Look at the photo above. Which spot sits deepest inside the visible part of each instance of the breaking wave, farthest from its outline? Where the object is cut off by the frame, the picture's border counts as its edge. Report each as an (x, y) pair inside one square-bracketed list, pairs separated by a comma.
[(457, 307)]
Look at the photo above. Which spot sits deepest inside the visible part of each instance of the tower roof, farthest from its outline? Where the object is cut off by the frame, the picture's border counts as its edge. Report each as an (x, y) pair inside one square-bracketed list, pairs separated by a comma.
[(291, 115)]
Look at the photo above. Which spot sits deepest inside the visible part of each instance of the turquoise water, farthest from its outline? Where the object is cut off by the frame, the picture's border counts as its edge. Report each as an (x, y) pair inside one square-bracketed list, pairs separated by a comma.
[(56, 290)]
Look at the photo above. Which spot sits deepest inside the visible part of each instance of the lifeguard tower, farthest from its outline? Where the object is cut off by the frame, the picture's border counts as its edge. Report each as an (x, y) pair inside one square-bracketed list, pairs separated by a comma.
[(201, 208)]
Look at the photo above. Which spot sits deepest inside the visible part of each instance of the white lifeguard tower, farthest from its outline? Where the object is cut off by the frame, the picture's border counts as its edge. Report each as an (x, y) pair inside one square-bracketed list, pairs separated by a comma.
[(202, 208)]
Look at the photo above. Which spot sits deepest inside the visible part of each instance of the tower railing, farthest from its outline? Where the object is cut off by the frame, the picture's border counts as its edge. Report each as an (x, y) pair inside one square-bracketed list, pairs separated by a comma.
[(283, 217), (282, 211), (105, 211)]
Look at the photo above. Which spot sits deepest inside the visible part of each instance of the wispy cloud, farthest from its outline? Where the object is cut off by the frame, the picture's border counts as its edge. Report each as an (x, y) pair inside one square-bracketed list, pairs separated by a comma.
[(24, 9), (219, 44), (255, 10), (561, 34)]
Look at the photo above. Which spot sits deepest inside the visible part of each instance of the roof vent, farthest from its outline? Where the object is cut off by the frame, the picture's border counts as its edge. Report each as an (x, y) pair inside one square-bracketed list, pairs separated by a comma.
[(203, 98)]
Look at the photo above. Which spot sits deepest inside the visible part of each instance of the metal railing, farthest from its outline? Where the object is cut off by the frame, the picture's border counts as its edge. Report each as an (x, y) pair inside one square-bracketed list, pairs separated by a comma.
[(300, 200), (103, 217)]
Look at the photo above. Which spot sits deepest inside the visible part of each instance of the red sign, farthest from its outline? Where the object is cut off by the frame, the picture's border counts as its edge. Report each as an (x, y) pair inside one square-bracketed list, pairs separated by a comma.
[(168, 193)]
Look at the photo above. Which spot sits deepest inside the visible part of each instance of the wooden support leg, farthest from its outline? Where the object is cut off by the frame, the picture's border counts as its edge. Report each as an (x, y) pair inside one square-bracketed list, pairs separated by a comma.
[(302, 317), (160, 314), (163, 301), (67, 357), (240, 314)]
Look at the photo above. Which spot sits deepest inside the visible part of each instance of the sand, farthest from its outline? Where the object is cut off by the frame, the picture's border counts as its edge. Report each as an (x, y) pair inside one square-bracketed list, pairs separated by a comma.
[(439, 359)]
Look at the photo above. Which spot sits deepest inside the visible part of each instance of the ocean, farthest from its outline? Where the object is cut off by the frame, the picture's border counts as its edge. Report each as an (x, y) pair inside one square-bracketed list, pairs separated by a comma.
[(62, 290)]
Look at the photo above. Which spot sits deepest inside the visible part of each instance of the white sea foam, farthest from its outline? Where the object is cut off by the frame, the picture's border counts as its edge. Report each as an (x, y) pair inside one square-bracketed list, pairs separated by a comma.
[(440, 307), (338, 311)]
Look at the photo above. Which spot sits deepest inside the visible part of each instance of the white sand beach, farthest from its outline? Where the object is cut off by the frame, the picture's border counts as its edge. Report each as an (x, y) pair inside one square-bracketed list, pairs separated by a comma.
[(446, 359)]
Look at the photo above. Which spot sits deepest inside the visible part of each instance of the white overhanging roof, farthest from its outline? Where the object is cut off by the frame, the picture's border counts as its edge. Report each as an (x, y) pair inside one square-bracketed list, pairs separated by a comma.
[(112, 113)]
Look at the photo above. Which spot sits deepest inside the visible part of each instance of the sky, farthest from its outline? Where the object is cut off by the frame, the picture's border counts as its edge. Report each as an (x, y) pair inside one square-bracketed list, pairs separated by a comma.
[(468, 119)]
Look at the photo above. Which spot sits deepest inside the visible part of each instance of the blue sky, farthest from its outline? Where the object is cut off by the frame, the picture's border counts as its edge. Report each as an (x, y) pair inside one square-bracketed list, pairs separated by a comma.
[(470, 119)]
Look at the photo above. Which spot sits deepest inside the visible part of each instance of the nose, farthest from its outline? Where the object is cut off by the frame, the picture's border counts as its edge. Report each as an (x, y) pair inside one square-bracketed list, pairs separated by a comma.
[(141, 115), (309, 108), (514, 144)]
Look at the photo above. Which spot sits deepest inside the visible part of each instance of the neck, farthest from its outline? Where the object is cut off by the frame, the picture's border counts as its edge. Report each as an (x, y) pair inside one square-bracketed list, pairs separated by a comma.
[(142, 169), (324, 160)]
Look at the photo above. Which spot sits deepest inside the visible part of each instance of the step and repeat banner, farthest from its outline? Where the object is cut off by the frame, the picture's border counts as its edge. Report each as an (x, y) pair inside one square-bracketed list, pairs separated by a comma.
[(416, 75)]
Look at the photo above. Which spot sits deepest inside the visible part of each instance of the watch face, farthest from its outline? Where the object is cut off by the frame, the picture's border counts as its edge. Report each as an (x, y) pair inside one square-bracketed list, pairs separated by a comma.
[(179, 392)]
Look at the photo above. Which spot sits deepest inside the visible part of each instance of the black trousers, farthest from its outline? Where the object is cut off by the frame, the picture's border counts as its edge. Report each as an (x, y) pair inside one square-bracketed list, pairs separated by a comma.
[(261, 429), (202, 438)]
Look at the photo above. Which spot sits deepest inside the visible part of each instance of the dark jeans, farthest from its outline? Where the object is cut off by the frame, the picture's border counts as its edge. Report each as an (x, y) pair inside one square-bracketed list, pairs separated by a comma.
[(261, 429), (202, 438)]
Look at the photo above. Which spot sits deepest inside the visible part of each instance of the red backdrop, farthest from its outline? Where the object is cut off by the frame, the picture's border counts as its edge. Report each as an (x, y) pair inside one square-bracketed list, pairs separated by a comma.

### Stated goal
Copy every line of the data from the line containing "red sign, farthest" down through the line containing "[(446, 359)]", both included, and multiply each coordinate in the answers by 0.2, rounding to whole numbers with halves rounded up. Keep all other lines and text unchanged, and give only this span.

### Output
Look at the photo above. Which spot sits deepest inside the visible part of each instance of the red sign, farthest from its outline? Where the object is cut off by the frame, the picture's border counts as its edge. Report each as an (x, y) pair inside one square-bracketed list, pairs separated by a comma.
[(34, 39)]
Look at the photo above. Which spot sits deepest inside the visible part of each instance of the wooden support leg, farthest from its outline? Where the object is cut off by the frame, the picture's border counts as its edge. Report each as an (x, y) pair inside one square-bracketed list, pairs separated by a comma.
[(60, 63), (32, 63), (33, 60), (13, 71), (48, 63)]
Look at the photo above. Which spot sits deepest inside the visible part of each instance of the sand, farthest from its outline? Where the object is cut off by the frame, the picture's border counts as its edge. Report each as an (x, y) pair inside one square-bracketed list, pairs separated by a comma.
[(88, 72)]
Look at the photo above. Which spot sits deepest inside the visible part of each instance of the ocean, farthest from its outline? Where the object is cut off by the frame, the picture's border counts as its edge. Report each as an (x, y) pair inside one square-bracketed list, pairs separated by a comma.
[(12, 58)]
Look at the photo above. Which spot sits deepest inside the visible part of each instance of the white sea foam, farthest from its outline? Where the object is cut off by the frame, the picture's border counts as its edge. Report each as an (x, y) pair inside one square-bracketed list, pairs separated by a comma.
[(88, 61), (68, 62)]
Look at the photo above. Which spot sits deepest inside the visible part of each instance of the white sand beach, farthest from its outline? Where the object is cut off by the frame, the picture's border counts as its edge. Report each as an (x, y) pair inside one square-bracketed list, pairs separated by a comma.
[(89, 72)]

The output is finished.